ANN ARBOR, Mich. — Mike Legg’s goal in the 1996 NCAA Tournament continues to resonate across hockey. Many remember Legg’s goal as the momentum-changer in the regional final against Minnesota.
In Michigan’s 4-3 win on March 24, 1996, Legg took possession of the puck behind the Minnesota goal, then placed his stick parallel to the ice and somehow cradled the puck in the curve of his stick blade.
Then, Legg, a right wing, pushed to the net and flipped his stick upside down, releasing the puck into the goal over the shoulder of Minnesota goalie Steve DeBus to tie the game at 2-2.
Legg’s goal still stands the test of time, and it’s been replicated by hockey players across the country.
In January, Kalle Kossila paid homage to Legg with a lacrosse-style goal in an American Hockey League game.
And in 2009, a pint-sized phenom named Oliver Wahlstrom scored a goal using a similar move during the TDBank Mini 1-on-1 competition in Boston.
Legg pulled off the shot one more time in October, during a reunion of the 1996 Michigan hockey team at Yost Ice Arena. Michigan’s 1996 national hockey championship was recently featured as No. 5 in Land of 10’s 100 Michigan Moments.
Legg is originally from London, Ontario, and now lives in the suburbs of Vancouver, British Columbia, where he is a firefighter.
How did you get to British Columbia, and how did you become a firefighter?

Raw records:

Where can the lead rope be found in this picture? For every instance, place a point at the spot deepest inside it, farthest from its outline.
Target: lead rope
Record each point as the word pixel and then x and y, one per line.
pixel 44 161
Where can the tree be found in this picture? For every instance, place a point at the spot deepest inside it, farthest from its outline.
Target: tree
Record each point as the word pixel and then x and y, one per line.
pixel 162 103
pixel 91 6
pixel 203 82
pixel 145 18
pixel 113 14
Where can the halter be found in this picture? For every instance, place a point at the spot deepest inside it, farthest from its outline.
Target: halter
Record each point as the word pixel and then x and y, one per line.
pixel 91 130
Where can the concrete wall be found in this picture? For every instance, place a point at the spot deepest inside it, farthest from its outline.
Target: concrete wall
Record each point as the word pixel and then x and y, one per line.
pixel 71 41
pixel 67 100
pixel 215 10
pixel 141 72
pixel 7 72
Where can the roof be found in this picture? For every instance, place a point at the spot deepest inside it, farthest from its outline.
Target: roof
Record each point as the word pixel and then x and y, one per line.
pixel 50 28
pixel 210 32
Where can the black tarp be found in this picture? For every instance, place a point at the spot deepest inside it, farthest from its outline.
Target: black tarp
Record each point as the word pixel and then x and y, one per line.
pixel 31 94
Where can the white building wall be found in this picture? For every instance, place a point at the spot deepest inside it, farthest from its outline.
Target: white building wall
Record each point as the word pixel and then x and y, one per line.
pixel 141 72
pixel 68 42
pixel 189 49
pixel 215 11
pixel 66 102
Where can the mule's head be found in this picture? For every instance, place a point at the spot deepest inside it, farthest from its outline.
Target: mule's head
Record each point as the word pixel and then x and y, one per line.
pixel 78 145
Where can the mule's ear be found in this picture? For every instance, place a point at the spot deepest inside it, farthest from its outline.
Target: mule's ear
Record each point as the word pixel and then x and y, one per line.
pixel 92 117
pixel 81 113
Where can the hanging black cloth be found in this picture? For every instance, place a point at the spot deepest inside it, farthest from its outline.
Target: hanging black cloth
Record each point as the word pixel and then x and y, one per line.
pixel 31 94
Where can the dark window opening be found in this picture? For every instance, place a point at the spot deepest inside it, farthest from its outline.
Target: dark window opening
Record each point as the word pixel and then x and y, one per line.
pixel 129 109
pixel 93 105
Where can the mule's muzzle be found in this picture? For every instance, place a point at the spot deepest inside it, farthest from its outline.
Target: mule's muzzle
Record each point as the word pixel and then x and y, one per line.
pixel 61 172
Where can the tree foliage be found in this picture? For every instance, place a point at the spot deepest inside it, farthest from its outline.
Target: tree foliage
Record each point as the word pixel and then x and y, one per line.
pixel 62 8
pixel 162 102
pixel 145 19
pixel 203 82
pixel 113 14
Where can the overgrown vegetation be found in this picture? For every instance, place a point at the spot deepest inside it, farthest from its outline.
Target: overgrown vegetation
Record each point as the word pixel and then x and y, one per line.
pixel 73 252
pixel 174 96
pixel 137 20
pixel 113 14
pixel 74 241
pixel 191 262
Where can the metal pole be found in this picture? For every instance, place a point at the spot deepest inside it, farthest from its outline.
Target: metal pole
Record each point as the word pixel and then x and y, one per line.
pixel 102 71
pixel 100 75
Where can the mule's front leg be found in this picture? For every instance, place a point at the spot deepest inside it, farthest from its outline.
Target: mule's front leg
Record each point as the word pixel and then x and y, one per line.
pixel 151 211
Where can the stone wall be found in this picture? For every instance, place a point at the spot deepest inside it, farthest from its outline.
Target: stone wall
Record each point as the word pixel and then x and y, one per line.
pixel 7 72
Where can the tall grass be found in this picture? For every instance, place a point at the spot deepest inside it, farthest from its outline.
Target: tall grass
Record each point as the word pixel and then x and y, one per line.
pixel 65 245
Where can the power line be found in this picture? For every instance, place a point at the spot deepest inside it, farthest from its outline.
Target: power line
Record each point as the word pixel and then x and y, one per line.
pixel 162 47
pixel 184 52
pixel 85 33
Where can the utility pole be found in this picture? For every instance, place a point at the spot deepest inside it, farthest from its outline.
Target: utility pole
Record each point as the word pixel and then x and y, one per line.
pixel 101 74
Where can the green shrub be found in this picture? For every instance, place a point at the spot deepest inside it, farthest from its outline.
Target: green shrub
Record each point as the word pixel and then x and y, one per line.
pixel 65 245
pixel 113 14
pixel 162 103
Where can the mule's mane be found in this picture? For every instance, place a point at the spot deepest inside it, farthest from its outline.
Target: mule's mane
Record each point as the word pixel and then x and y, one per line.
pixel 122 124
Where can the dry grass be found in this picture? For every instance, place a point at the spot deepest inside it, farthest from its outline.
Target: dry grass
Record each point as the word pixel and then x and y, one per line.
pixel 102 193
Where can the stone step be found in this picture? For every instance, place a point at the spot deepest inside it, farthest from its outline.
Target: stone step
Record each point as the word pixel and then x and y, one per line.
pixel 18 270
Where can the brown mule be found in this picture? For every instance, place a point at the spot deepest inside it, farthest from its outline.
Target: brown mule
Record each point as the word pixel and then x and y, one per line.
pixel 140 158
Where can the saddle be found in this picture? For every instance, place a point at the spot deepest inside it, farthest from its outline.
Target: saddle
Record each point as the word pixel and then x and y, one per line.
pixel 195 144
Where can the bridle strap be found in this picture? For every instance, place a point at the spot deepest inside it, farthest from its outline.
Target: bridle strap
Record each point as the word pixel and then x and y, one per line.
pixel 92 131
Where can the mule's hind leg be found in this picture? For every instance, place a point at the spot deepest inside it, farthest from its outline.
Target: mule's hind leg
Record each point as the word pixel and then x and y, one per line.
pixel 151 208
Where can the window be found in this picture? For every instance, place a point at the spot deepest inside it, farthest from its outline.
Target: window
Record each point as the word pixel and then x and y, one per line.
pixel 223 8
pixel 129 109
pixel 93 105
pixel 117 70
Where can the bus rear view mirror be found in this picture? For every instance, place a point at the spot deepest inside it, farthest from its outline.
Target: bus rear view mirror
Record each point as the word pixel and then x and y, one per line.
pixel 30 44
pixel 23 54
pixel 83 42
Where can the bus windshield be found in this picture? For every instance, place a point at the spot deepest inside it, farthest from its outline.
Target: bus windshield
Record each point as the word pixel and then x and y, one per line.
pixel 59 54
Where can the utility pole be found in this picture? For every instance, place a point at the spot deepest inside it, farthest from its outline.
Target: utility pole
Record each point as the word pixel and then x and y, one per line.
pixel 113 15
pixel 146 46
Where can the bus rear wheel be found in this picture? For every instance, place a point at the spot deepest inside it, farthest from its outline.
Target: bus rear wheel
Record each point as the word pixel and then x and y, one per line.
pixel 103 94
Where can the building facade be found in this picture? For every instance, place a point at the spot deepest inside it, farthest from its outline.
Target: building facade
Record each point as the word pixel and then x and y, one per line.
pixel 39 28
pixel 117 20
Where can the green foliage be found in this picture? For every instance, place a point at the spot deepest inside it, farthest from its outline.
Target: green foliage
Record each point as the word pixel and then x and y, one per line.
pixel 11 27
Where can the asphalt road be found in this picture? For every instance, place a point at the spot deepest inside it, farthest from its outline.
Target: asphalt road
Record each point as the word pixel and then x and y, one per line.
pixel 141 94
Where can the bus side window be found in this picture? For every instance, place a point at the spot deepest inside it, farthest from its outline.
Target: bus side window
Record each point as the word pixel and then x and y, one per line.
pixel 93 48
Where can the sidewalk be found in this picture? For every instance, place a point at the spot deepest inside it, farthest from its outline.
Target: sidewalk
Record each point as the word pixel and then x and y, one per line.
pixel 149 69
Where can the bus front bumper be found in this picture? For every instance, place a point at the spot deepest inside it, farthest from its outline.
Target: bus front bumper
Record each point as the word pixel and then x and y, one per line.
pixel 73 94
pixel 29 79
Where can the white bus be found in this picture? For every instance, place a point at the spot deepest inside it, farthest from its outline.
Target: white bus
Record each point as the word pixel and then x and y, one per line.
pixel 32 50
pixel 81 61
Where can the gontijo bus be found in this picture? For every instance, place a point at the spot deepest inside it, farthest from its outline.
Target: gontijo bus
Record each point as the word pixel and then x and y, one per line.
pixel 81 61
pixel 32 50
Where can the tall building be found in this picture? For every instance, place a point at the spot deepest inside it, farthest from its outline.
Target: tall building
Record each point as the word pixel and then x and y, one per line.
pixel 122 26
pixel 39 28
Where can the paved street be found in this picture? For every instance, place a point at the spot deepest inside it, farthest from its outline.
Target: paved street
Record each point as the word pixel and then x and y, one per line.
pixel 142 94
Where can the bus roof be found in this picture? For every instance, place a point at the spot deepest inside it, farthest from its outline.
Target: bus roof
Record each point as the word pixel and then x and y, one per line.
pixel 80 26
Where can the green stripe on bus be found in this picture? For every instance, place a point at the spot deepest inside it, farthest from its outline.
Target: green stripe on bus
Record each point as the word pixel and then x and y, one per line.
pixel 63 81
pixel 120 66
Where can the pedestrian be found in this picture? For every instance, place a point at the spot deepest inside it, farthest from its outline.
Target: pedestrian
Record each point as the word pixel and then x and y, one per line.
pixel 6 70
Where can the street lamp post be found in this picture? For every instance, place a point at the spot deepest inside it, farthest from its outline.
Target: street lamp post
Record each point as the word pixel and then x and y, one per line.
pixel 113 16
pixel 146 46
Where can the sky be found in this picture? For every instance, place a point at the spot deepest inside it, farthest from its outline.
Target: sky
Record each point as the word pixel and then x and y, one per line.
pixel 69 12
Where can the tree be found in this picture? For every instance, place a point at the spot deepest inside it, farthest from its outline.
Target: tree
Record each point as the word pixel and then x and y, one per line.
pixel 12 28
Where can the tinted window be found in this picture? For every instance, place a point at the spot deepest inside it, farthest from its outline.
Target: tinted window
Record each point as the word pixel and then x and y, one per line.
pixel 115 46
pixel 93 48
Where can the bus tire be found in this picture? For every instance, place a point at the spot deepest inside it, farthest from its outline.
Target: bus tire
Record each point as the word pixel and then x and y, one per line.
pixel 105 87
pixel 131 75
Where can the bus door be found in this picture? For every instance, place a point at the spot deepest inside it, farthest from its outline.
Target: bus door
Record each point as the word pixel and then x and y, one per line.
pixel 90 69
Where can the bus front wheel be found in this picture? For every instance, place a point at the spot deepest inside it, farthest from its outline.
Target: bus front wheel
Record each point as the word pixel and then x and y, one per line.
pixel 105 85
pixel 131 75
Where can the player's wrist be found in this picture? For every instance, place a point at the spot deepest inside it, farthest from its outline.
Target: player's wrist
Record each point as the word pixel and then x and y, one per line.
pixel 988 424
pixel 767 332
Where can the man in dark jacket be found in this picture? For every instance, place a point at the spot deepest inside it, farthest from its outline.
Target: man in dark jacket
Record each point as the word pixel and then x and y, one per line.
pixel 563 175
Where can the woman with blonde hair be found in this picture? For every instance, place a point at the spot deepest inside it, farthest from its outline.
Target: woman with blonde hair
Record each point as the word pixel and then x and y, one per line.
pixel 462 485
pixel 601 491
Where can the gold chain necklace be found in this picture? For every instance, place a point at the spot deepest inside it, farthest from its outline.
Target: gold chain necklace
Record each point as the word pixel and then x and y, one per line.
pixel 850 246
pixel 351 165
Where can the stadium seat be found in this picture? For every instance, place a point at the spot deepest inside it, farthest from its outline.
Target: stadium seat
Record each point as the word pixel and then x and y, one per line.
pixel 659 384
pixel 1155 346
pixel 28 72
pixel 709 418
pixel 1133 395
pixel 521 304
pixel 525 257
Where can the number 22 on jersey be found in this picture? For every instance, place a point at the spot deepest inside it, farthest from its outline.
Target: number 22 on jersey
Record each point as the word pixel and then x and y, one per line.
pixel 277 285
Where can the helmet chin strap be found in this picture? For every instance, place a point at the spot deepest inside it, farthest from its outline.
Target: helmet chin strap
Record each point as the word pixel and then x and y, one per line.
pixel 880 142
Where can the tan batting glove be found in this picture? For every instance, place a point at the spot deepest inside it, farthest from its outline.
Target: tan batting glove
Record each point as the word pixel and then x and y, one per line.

## COMPLETE THE FOLLOWING:
a. Answer these questions using the passage on Mike Legg's goal:
(i) Against which team did Michigan play in the 1996 regional final?
(ii) What is the name of the goalie over whose shoulder Legg released the puck?
(iii) What is Legg's current occupation?
b. Reproduce verbatim the part of the passage on Mike Legg's goal that runs from "Legg pulled off" to "100 Michigan Moments.".

## COMPLETED EXERCISE:
a.
(i) Minnesota
(ii) Steve DeBus
(iii) Firefighter

b.
Legg pulled off the shot one more time in October, during a reunion of the 1996 Michigan hockey team at Yost Ice Arena. Michigan’s 1996 national hockey championship was recently featured as No. 5 in Land of 10’s 100 Michigan Moments.